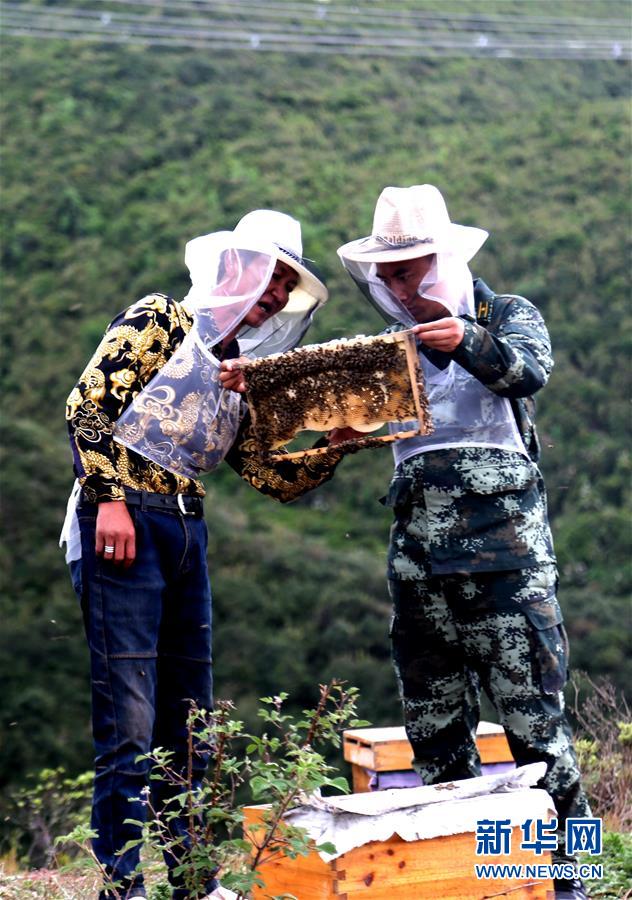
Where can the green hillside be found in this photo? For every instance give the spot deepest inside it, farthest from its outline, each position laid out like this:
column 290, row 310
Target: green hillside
column 114, row 156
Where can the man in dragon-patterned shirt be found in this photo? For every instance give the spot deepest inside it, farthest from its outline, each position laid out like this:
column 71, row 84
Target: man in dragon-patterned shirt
column 471, row 567
column 140, row 570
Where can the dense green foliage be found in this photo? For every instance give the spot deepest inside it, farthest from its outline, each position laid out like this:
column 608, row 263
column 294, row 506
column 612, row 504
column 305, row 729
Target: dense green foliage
column 115, row 156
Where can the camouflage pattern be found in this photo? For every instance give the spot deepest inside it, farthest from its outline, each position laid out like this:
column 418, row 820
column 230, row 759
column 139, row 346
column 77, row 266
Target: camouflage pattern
column 470, row 509
column 473, row 580
column 503, row 632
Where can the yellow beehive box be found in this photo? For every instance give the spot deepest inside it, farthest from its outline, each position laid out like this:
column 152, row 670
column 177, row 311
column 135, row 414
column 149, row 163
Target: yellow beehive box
column 438, row 867
column 388, row 750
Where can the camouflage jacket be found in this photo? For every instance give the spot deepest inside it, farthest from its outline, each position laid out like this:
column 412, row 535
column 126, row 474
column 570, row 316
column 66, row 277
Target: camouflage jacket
column 471, row 509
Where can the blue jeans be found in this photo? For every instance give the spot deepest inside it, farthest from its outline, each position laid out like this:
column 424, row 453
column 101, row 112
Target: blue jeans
column 149, row 633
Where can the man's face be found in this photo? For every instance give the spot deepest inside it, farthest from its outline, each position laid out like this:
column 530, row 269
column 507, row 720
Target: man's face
column 274, row 298
column 403, row 278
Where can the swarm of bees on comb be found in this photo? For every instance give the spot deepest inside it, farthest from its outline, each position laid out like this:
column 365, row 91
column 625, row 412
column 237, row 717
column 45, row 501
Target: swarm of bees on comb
column 360, row 382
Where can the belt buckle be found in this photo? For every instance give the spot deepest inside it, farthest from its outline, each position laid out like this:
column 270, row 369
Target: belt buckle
column 182, row 507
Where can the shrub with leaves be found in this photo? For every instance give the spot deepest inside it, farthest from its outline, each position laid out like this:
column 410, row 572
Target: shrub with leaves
column 604, row 749
column 278, row 767
column 51, row 804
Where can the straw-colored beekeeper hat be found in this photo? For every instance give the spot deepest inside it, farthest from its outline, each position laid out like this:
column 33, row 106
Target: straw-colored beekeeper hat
column 412, row 222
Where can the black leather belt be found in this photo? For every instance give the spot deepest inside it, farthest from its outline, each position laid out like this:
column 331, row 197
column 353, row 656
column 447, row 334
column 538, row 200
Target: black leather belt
column 178, row 503
column 182, row 503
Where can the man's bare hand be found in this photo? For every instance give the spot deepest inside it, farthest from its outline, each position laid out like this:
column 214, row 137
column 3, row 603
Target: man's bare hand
column 115, row 530
column 231, row 374
column 442, row 334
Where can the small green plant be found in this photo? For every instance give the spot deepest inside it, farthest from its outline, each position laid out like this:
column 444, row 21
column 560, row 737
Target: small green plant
column 617, row 867
column 604, row 750
column 51, row 804
column 278, row 766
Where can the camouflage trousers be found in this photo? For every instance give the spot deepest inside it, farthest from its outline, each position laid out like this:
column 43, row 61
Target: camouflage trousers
column 501, row 631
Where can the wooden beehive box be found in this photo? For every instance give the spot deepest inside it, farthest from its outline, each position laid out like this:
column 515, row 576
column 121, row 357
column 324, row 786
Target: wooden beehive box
column 361, row 382
column 388, row 750
column 438, row 868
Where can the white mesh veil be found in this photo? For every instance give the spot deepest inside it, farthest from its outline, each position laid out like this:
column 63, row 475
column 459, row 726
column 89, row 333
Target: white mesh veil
column 464, row 411
column 184, row 420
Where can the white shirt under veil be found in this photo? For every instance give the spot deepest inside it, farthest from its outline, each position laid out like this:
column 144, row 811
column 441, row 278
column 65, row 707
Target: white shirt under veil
column 464, row 412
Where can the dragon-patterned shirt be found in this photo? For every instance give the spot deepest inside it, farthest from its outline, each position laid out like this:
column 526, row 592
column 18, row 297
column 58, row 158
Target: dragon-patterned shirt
column 479, row 509
column 136, row 344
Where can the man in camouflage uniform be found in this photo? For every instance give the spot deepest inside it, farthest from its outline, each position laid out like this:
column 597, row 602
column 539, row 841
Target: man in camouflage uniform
column 471, row 566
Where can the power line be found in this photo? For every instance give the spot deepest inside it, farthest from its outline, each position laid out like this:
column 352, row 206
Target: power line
column 74, row 23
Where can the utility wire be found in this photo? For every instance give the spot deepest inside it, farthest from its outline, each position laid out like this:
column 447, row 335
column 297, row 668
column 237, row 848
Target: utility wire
column 74, row 23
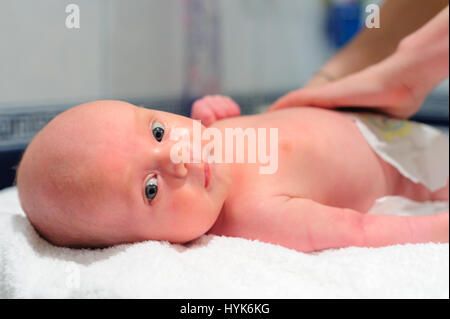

## What this task involves
Please copy every entry above word for word, leaving out the pictures.

## Solved exercise
Where can the green hillside be found in this photo? For every instance give the spot deepest inside it, farthest from its outline, each position laid out like this:
column 290, row 310
Target: green hillside
column 114, row 156
Where can the man in dragon-patterned shirt be found in this photo? For every instance give the spot deepest inside it, farthest from its outline, each position laid out like this:
column 71, row 84
Target: man in dragon-patterned shirt
column 471, row 567
column 140, row 570
Where can the dense green foliage be found in this photo? For every instance give the spot deepest inside it, farthest from its outline, each position laid out like this:
column 608, row 263
column 294, row 506
column 612, row 504
column 305, row 729
Target: dense green foliage
column 115, row 156
Where can the camouflage pattern be found in this photo? For every instance give the spot deepest inside it, farthest from its outline, each position laid out like this:
column 418, row 820
column 230, row 759
column 139, row 346
column 77, row 266
Target: camouflage pattern
column 470, row 509
column 473, row 580
column 503, row 632
Where can the yellow beehive box be found in this photo? For every instance give the spot deepest inside it, farthest from its outline, each position laid out like this:
column 152, row 670
column 177, row 311
column 135, row 414
column 149, row 163
Target: yellow beehive box
column 438, row 867
column 388, row 750
Where can the camouflage jacket be found in this photo? For every instance give the spot deepest inside it, farthest from its outline, each position laid out like this:
column 412, row 535
column 126, row 474
column 570, row 316
column 66, row 277
Target: camouflage jacket
column 471, row 509
Where can the blue jeans be found in this photo? For every instance give the spot deepest inside it, farthest from its outline, each position laid out like this:
column 424, row 453
column 101, row 112
Target: blue jeans
column 149, row 633
Where can the man's face be found in this photo? For every instance give the spot deepest inside it, farthest from its outline, each position laid out like this:
column 530, row 269
column 507, row 720
Target: man's face
column 274, row 298
column 403, row 278
Where can the swarm of bees on comb be found in this photo? For every instance give the spot deepest inside it, farthest from its outline, each position laid out like this:
column 365, row 91
column 625, row 412
column 237, row 717
column 45, row 501
Target: swarm of bees on comb
column 360, row 382
Where can the belt buckle be found in this photo? For every instance give the spot deepest inside it, farthest from its outline, each position laid out like this:
column 270, row 369
Target: belt buckle
column 182, row 507
Where can the shrub with leaves be found in this photo? For every instance give the spot deepest inside it, farthest from its outline, each position laid out like this:
column 410, row 572
Target: shrub with leaves
column 604, row 749
column 278, row 767
column 51, row 804
Where can the straw-colored beekeeper hat be found in this photo? For every instance give the spot deepest inside it, farthest from its outline, each position laid out like this:
column 33, row 106
Target: straw-colored beekeeper hat
column 412, row 222
Where can the black leather belt be found in this photo? For every instance give the spot deepest inside it, farthest from its outline, each position laid out like this:
column 331, row 197
column 353, row 656
column 447, row 334
column 538, row 200
Target: black leather belt
column 178, row 503
column 182, row 503
Where can the man's bare hand be found in this photo? For every instance give the spot deepest inside it, farthest from its outline, each position laid out like this:
column 214, row 137
column 3, row 603
Target: man's bare hand
column 115, row 530
column 231, row 374
column 442, row 334
Where can the small green plant be found in this photo? For every instance give the spot deepest inside it, farthest from its outline, each position laid out like this:
column 444, row 21
column 560, row 737
Target: small green plant
column 617, row 867
column 604, row 750
column 51, row 804
column 278, row 766
Where can the camouflage trousers be found in this photo? For every instance give the spot deepest inside it, farthest from its outline, each position laid out like this:
column 43, row 61
Target: camouflage trousers
column 501, row 631
Where can the wooden beehive box be found in this photo? For every instance give the spot deepest inside it, farthest from its outline, each position laid out like this:
column 515, row 576
column 121, row 357
column 324, row 786
Target: wooden beehive box
column 361, row 382
column 388, row 750
column 438, row 868
Where can the white mesh veil be found in this photo? For every instance give the spot deepest inside it, farthest from its outline, each position laid out like this:
column 63, row 475
column 459, row 726
column 89, row 333
Target: white mesh veil
column 464, row 411
column 184, row 420
Where can the white shirt under veil be found in this photo? For every instance give the spot deepest inside it, farthest from its outline, each position laid out like this:
column 144, row 811
column 441, row 278
column 65, row 707
Target: white shirt under veil
column 464, row 412
Where can the dragon-patterned shirt be found in this photo? For every instance give the spot deepest inside it, farthest from its outline, each position laid out like this:
column 526, row 592
column 18, row 297
column 58, row 158
Target: dragon-patterned shirt
column 479, row 509
column 136, row 344
Where can the man in camouflage uniform be found in this photo? For every instance give the spot deepest inside it, farthest from its outline, each position laid out like this:
column 597, row 602
column 539, row 841
Target: man in camouflage uniform
column 471, row 566
Where can the power line be found in this photo? For every instance give the spot deepest inside it, farthest from its outline, each position laid out like this:
column 352, row 206
Target: power line
column 74, row 23
Where can the utility wire be found in this photo? For every instance give the spot deepest inside it, farthest from its outline, each position laid out like this:
column 447, row 335
column 297, row 668
column 237, row 848
Target: utility wire
column 74, row 23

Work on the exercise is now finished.